- ACTIVITY A -
Answer these questions from the tournament summary, one line each:
(i) Who was named MVP of the tournament?
(ii) How many points did the top scorer score?
(iii) On what dates was the tournament held?
- ACTIVITY B -
Using the tournament summary, explain in one to three sentences which conference the tournament was held for and which season it was part of.
- ACTIVITY C -
Write down the part of the tournament summary that begins at the words "- Classification: Division" and stops after the words "(Delaware) (78 points)", keeping its wording unchanged.

- PASSAGE TO READ -
------------------------------------------------------------
- Classification: Division I
- Season: 2021–22
- Teams: 9
- Site: Daskalakis Athletic Center Philadelphia, Pennsylvania
- Champions: Delaware (3rd title)
- Winning coach: Natasha Adair (1st title)
- MVP: Jasmine Dickey (Delaware)
- Top scorer: Jasmine Dickey (Delaware) (78 points)
- Television: FloHoops

= 2022 CAA women's basketball tournament =

The 2022 Colonial Athletic Association women's basketball tournament is a postseason women's basketball tournament for the Colonial Athletic Association for the 2021–22 NCAA Division I women's basketball season. The tournament was held from March 10–13, 2022 at the Daskalakis Athletic Center in Philadelphia, Pennsylvania.
------------------------------------------------------------
- DATA LISTING -

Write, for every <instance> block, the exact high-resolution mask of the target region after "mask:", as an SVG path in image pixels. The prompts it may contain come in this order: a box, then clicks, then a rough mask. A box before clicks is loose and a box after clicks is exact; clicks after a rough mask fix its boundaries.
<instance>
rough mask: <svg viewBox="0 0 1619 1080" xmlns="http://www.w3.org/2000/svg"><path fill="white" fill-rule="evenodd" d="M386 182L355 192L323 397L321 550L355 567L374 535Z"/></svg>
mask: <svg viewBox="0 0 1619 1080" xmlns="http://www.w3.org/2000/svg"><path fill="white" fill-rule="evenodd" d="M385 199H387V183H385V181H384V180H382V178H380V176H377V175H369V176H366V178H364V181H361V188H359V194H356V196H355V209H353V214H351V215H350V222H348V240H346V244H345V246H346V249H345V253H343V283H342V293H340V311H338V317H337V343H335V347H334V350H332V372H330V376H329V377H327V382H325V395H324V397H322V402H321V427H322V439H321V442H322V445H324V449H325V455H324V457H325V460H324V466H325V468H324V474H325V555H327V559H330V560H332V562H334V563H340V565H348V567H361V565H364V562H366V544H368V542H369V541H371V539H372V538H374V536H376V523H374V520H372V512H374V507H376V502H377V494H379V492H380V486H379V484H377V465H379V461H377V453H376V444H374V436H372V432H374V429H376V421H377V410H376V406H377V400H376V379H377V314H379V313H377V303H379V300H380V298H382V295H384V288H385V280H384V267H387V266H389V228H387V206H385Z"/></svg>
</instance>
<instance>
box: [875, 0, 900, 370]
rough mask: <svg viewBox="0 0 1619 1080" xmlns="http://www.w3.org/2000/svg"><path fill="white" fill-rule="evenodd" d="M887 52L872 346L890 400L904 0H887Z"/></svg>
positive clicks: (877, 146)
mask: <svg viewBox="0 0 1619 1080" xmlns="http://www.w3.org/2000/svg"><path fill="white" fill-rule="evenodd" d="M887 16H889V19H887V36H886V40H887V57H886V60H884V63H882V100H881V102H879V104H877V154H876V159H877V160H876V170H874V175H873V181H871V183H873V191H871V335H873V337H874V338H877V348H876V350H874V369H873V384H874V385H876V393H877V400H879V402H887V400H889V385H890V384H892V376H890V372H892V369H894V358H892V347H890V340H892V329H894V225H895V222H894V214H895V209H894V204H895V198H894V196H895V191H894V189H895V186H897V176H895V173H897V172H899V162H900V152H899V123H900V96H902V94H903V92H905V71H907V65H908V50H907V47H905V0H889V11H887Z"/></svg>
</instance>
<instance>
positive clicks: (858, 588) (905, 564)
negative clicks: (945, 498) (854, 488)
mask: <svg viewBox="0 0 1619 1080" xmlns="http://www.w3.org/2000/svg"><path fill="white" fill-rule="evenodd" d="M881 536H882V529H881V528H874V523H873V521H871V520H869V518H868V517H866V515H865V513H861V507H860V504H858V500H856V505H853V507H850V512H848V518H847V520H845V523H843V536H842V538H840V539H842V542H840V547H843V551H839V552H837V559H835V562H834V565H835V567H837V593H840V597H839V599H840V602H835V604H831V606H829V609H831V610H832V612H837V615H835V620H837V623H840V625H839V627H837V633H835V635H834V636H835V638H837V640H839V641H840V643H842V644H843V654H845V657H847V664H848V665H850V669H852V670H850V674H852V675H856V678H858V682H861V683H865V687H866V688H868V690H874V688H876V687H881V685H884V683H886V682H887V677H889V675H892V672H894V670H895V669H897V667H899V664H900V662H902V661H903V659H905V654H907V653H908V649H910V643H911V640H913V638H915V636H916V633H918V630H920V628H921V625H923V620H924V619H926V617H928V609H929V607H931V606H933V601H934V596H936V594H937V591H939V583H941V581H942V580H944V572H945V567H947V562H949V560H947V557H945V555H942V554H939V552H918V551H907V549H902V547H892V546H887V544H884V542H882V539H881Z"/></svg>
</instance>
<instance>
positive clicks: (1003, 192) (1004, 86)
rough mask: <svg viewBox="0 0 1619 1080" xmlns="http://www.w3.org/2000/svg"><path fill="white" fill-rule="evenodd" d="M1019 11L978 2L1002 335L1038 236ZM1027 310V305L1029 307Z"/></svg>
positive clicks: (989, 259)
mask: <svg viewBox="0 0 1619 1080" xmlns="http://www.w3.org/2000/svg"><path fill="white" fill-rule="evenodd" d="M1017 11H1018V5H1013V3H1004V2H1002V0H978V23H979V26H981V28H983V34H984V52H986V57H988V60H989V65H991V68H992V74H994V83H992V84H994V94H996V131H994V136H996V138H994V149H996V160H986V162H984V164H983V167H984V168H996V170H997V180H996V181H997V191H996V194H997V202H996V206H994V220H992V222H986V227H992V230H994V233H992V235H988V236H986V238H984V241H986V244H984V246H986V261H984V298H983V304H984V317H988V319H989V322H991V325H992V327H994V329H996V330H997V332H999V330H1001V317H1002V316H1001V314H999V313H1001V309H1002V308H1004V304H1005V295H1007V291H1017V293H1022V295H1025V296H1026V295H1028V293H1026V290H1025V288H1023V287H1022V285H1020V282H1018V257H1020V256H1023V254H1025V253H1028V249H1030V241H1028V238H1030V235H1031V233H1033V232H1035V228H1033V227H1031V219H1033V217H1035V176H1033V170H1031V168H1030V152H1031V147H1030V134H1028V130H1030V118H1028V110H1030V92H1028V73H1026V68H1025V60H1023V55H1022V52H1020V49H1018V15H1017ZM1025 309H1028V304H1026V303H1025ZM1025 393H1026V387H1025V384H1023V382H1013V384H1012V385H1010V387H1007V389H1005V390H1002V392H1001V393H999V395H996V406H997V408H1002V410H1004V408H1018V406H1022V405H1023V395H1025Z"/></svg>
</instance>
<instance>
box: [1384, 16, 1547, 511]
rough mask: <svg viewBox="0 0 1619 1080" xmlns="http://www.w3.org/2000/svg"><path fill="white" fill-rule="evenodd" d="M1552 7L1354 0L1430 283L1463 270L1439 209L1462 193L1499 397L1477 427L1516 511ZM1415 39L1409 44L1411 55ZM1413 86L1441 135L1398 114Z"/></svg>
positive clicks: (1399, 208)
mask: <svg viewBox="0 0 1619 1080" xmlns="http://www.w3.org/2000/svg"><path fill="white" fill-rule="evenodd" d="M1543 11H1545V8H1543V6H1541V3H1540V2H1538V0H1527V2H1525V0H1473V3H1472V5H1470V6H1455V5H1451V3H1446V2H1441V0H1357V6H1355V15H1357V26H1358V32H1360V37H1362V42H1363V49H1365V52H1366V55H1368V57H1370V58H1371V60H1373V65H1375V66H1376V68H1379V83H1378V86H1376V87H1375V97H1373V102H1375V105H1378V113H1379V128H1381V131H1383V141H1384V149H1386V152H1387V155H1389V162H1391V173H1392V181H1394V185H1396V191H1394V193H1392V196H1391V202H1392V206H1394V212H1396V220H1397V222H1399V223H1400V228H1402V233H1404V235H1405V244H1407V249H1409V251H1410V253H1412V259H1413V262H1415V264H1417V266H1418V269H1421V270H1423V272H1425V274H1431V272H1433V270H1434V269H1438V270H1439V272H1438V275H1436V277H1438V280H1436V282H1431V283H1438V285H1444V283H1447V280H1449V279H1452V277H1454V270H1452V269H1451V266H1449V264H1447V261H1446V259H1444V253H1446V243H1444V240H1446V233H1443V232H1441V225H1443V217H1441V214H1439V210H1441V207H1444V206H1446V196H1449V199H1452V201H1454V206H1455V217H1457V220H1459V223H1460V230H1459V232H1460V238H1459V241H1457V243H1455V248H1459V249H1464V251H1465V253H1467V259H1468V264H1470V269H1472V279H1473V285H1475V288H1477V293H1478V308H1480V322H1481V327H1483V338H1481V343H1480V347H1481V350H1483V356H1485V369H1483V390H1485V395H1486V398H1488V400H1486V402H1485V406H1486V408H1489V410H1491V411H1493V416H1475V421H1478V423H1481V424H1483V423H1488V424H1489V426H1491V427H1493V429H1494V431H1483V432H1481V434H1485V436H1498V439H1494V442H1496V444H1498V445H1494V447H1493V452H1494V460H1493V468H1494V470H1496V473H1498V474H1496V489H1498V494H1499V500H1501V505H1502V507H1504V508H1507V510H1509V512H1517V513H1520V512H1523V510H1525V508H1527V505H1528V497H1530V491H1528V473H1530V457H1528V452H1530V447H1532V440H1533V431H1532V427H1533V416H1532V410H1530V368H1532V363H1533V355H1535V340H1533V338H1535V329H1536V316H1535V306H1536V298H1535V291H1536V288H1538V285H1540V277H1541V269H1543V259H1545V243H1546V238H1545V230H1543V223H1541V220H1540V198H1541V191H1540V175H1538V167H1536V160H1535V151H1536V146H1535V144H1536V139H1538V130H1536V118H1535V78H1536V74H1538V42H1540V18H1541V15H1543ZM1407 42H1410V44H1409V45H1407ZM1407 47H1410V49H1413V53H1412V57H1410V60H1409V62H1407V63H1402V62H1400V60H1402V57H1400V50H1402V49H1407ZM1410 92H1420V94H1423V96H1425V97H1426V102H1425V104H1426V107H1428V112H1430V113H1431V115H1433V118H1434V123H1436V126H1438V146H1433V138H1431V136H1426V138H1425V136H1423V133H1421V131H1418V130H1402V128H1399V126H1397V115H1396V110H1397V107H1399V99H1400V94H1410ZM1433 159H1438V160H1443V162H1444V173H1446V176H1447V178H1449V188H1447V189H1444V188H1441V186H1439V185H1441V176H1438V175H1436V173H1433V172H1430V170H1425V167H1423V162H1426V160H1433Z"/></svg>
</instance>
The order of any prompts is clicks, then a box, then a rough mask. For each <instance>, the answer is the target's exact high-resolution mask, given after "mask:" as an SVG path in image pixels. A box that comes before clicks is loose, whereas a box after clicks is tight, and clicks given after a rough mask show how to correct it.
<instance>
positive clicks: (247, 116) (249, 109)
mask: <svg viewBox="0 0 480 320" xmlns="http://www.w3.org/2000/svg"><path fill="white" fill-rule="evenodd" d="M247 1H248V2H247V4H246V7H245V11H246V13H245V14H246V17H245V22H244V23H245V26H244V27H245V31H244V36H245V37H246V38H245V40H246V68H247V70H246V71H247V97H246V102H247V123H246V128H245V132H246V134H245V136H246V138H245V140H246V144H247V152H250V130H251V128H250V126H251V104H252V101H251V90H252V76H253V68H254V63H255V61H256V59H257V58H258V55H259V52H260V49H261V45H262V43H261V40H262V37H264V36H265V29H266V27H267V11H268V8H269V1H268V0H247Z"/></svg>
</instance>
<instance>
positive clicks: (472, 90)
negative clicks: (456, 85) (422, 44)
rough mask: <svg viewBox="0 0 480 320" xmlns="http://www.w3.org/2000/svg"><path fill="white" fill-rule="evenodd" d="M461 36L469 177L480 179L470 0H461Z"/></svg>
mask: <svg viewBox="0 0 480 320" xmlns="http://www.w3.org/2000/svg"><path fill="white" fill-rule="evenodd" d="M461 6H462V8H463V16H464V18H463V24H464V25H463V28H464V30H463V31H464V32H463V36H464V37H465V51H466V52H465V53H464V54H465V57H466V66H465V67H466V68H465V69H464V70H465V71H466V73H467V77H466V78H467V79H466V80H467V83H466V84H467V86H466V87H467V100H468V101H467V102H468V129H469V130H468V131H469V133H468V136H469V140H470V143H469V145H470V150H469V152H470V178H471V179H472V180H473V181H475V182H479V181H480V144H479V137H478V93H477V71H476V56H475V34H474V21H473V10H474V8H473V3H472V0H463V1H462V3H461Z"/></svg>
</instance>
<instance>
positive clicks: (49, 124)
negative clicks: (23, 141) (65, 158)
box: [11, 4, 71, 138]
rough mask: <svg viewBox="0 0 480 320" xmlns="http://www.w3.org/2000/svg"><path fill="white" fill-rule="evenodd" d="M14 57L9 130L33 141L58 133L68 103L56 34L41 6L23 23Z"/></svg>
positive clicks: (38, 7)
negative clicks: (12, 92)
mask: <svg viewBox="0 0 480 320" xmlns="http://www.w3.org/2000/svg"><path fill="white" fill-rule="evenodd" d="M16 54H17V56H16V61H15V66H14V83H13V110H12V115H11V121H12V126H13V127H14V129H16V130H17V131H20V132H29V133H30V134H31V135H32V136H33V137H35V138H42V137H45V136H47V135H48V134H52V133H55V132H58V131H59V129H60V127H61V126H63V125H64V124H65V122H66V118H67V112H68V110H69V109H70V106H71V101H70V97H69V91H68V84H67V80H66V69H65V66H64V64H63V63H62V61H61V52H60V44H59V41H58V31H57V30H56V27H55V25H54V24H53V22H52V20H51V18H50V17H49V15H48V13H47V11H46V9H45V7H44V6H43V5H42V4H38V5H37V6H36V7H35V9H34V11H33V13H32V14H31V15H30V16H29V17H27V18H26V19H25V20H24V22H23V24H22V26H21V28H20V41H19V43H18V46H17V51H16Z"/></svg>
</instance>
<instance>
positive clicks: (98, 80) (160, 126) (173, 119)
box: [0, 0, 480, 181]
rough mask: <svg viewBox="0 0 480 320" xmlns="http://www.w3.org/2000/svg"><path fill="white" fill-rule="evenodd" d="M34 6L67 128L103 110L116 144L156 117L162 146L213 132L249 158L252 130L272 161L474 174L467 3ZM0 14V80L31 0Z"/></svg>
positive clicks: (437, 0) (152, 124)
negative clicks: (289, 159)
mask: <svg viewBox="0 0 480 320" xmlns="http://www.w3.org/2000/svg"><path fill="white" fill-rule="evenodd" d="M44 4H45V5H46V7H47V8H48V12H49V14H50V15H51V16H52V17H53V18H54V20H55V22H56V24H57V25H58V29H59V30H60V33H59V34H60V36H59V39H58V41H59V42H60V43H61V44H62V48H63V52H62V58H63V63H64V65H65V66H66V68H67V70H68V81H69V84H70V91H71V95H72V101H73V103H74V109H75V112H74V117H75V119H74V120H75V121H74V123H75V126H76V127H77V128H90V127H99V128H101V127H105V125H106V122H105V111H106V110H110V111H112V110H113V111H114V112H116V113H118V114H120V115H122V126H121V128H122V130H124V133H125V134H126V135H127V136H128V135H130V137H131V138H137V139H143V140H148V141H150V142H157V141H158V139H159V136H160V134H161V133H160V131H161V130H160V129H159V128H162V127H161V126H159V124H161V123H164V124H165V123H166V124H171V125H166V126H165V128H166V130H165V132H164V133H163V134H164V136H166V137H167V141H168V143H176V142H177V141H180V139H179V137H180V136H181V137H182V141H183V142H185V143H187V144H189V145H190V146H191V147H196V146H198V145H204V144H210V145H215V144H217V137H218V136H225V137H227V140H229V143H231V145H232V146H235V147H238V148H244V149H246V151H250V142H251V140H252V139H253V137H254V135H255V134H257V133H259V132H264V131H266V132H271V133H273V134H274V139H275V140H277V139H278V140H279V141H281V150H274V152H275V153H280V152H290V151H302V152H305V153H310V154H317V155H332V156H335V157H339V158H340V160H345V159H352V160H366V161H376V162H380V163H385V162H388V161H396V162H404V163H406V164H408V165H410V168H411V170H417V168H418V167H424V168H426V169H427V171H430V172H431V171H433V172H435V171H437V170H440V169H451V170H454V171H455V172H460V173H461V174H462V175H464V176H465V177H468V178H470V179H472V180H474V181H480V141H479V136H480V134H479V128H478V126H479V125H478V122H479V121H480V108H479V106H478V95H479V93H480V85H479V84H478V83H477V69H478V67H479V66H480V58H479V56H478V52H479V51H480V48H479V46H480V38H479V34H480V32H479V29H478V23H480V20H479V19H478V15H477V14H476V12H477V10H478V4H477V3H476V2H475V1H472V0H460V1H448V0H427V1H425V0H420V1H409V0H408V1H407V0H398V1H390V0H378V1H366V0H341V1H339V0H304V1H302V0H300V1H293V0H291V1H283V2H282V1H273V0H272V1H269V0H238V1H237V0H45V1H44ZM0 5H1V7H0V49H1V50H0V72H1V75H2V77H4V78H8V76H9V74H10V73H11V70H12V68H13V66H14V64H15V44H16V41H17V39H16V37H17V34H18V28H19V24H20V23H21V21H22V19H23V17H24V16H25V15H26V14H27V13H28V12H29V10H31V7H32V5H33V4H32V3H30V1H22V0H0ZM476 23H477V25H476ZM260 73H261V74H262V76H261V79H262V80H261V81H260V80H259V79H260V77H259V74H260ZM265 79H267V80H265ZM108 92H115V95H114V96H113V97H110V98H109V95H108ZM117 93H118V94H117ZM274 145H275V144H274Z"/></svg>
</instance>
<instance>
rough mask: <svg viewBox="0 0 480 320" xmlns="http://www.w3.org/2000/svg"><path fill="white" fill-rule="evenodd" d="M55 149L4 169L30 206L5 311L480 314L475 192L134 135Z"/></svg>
------------------------------------------------------------
- EXPECTED OUTPUT A -
(i) Jasmine Dickey of Delaware
(ii) 78 points
(iii) March 10–13, 2022

- EXPECTED OUTPUT B -
The tournament was the postseason women's basketball tournament of the Colonial Athletic Association. It was held for the 2021–22 NCAA Division I women's basketball season.

- EXPECTED OUTPUT C -
- Classification: Division I
- Season: 2021–22
- Teams: 9
- Site: Daskalakis Athletic Center Philadelphia, Pennsylvania
- Champions: Delaware (3rd title)
- Winning coach: Natasha Adair (1st title)
- MVP: Jasmine Dickey (Delaware)
- Top scorer: Jasmine Dickey (Delaware) (78 points)